» **WORK ITEM**:
Restate all of the entries verbatim.

SUPPLIED RECORDS section start

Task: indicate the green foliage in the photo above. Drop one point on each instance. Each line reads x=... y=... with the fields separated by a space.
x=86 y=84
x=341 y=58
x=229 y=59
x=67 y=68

SUPPLIED RECORDS section end

» **OUTPUT OF THE TASK**:
Task: indicate the green foliage in the photo above. Drop one point on each instance. Each line reads x=... y=... with the fields separated by a space.
x=86 y=84
x=341 y=58
x=229 y=59
x=67 y=68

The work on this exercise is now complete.